= INPUT FOR THIS TASK =

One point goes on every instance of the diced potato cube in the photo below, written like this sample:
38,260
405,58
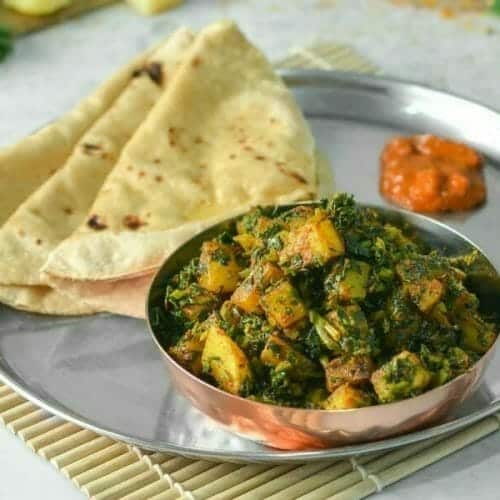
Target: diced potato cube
267,274
219,270
354,282
278,352
247,297
188,350
148,7
247,241
478,336
223,359
282,305
314,243
426,293
37,7
402,377
347,397
356,370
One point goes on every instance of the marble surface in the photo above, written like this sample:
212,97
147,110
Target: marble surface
51,70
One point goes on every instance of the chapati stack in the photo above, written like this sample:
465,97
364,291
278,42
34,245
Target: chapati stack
194,130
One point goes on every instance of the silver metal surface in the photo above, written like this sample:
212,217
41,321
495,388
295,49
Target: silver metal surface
104,372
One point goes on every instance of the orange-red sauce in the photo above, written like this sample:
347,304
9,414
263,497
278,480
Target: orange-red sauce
425,173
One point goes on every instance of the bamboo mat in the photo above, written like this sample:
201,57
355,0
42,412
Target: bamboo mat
105,469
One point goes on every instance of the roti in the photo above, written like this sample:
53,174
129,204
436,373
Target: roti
56,208
227,135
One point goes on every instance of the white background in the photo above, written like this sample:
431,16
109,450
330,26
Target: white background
51,70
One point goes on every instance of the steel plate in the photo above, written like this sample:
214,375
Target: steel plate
104,372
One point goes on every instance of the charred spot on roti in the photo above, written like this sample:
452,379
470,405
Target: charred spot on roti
93,150
154,70
133,222
293,175
95,222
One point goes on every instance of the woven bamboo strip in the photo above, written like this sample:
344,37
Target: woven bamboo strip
27,421
81,452
165,496
191,470
128,486
62,430
172,465
283,481
119,475
307,487
201,480
256,478
374,483
16,412
10,400
39,428
152,489
123,460
66,444
93,461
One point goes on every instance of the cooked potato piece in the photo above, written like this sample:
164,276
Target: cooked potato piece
37,7
354,282
314,243
478,336
356,370
282,305
279,353
267,274
346,397
247,241
225,361
401,377
247,297
426,293
219,270
187,351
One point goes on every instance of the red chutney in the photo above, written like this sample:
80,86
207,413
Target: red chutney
425,173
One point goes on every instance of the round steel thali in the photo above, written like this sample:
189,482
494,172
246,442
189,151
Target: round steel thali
104,372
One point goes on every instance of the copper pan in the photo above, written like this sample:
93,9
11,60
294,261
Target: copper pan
297,428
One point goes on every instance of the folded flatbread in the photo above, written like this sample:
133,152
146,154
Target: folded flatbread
59,205
29,163
227,134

= DIRECTIVE =
Make an exact copy of the data above, pictures excluded.

= TASK OUTPUT =
One point goes on every instance of the diced potato cube in the photo below, written like this sample:
38,260
405,58
Target: diced potato cube
267,274
219,270
354,282
278,352
247,297
188,350
148,7
247,241
478,336
223,359
282,305
314,243
426,293
37,7
402,377
347,397
356,370
One point goes on every instance of the marble surface in the photo above, written like this sample:
212,97
147,110
Target: marble surface
51,70
One point goes on every instance of the chapati stack in the photo above, written like this sample:
465,97
364,291
278,42
34,245
Target: chapati stack
194,130
One point goes on every instance of the silver metal surface in the photo above, written like this sample:
212,217
41,321
495,388
295,49
Target: silver metal surface
104,372
One point goes on every instance of the orange-red sauce in the photo above, written like this sample:
347,304
9,414
263,497
278,480
Target: orange-red sauce
425,173
One point goes on every instance of the bamboo mat in the photo above, written like this sample:
201,57
355,0
42,412
Target: bamboo mat
105,469
One point goes on every instance of the roti in the photo above, written like this sample:
53,174
129,204
436,373
Target: roti
56,208
227,135
One point goes on every instance of the white background in the photo above, written like this sample:
431,16
109,450
330,26
Target: white background
51,70
One point goes on every instance of the steel plate in the photo above, written like this sample:
214,375
Target: steel plate
104,372
One point goes on every instance of the charred spot on roti in the photo above, written like this sample:
452,379
470,405
Target: charred spot on roti
93,150
154,70
133,222
293,175
95,222
One point goes on every instance of the woven bamboo strip in the photo above, written like this sample:
344,37
Target: woven bamboo strip
27,421
81,452
165,496
191,470
128,486
62,430
172,465
283,481
119,475
307,487
201,480
256,478
374,483
16,412
10,400
39,428
152,489
123,460
66,444
93,461
One point goes on every instance of the cooked potato piece in the photo above, written like this sample:
164,276
Target: cooked potato piece
37,7
354,282
314,243
478,336
356,370
282,305
279,353
267,274
346,397
247,241
225,361
401,377
247,297
426,293
219,270
187,351
One point goes on every instance of the red chutney in the photo above, written like this sample:
80,86
207,413
Target: red chutney
425,173
One point goes on every instance of the round steel thali in the photo above, written like this sample:
189,482
494,172
246,442
189,151
Target: round steel thali
104,372
One point goes on every instance of the copper pan in the photo above, written like this sample:
93,9
11,60
294,261
Target: copper pan
297,428
One point goes on every instance of the folded flatbread in the photo above, written like this sample:
133,152
146,154
Target: folded flatbread
59,205
29,163
227,134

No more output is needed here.